== Assignment ==
Repeat every record below exactly, but leave out any pictures.

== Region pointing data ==
+++
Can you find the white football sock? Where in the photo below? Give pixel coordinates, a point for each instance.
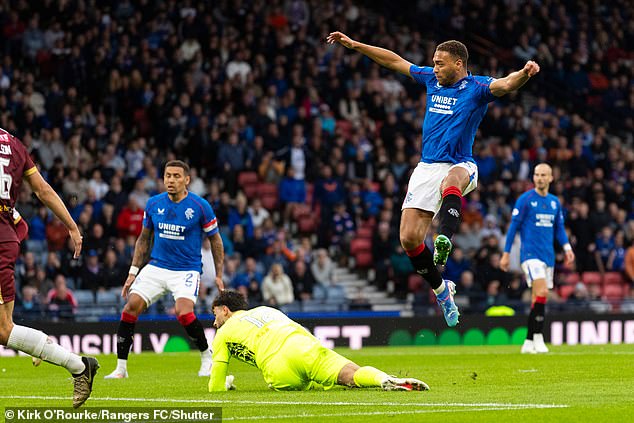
(440, 289)
(38, 344)
(122, 364)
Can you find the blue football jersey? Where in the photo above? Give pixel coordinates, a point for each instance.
(452, 116)
(539, 220)
(178, 230)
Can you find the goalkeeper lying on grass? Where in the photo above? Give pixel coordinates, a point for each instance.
(288, 355)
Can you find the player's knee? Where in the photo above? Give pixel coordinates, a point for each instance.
+++
== Answer to the exercise ==
Can you find the white football sock? Where in the photo below? Give pixel coordinates, a point for each instance.
(440, 289)
(38, 344)
(122, 364)
Can you find the blue football jersey? Where in the photo above? Give pixel coordinates, a point for each instance.
(452, 116)
(539, 220)
(178, 230)
Can you find the goalkeeper lying on grass? Where in the photo above? Give pixel coordinates, a point for each instance.
(288, 355)
Can you find the player's knee? Where in the photo above? Give pixel coordinates, a point for each instance.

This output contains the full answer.